=== WHAT YOU WILL DO ===
In the course excerpt, why must assignments be turned in both electronically and on paper? Answer in one to three sentences.

=== EXCERPT ===

--

We will give out phone numbers and calling times in class, but for any coding issues email is usually the best way to reach us, so we can see the code fragments in question.

3. General Information

Attendance is expected at both lecture and section. The material covered in the sections will relate directly to the homework assignments and will cover LISP programming in more detail than we have time for during lecture. If you miss a lecture or section, be sure to get copies of handouts, and find out from your TA or from someone else in the class what was covered. Important course announcements may be sent via e-mail; please make sure you've provided me with an address I can use!

I hand out lecture notes at the beginning of most lectures; these are rough outlines of the topics covered and are copies of my pre-lecture slides. However, during the lecture I will be marking up many of the slides; you may wish to take your own additional notes directly on the handouts.

4. Readings

The two required texts for this course are available at the Harvard COOP bookstore:

The Russell & Norvig text will provide more technical reading for the course, to supplement the more informal lecture notes. Readings from Graham are designed to help you get up to speed with LISP, and most students will find it a useful reference guide throughout the semester. The Graham book is required unless you are already a strong LISP programmer.

5. Assignments

There will be a total of seven programming assignments plus an independent final project. You will use Common LISP for several of the assignments. For some others, including the final project, you may use a programming language of your choice. The assignment write-ups will suggest LISP programming approaches.

Assignments should be turned in both electronically (via drop-boxes or e-mail attachments) and on paper, by the due date. We need BOTH so that we may run your electronic versions, and read (and write comments on) the code on the paper version. In general we won't begin grading your assignment unless we have both copies; if for some reason you cannot hand in both an electronic and a paper copy, please communicate directly with the TA so we know what's going on.

ALL ASSIGNMENTS MUST BE YOUR OWN WORK! It is NEVER acceptable to share code (even code fragments) with someone else without attribution. If you copy code fragments from any source (e.g. a textbook or website) or if you get help from another student, you MUST give full credit in every instance, with a code comment inside your source document clearly indicating which code fragments were copied, shared, or derived together with someone else. If you have ANY questions about the degree to which it is appropriate to give or receive assistance with the work, please ask the instructor.

Please finish assignments on time! Assignments turned in on time will generally be returned the following week. No assignments will be accepted for credit after graded assignments have been returned, except in extraordinary cases. Please let the instructor know immediately about unusual circumstances that will make it hard to complete assignments on time so that appropriate accommodations can be made.

6. Exam

There will be a midterm examination late in the semester. The exam will be open book, open notes -- that is, you may use your textbooks and all your lecture notes during the exam.

7. Grading and Grading Standards

The first seven programming assignments will count, collectively, for 60% of the final grade. The midterm exam will count for 20%, and the final project for 20%.

--

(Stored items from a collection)
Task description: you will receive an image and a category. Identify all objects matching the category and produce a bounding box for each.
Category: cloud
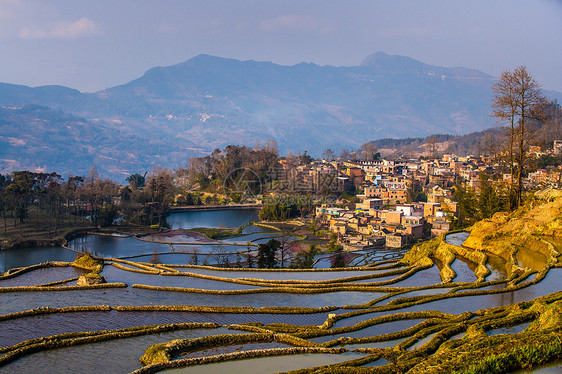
[20,17,99,39]
[259,14,332,34]
[377,25,439,38]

--

=== RESPONSE TO THE TASK ===
The course staff need both copies. They run the electronic version, and they read the code and write comments on the paper version.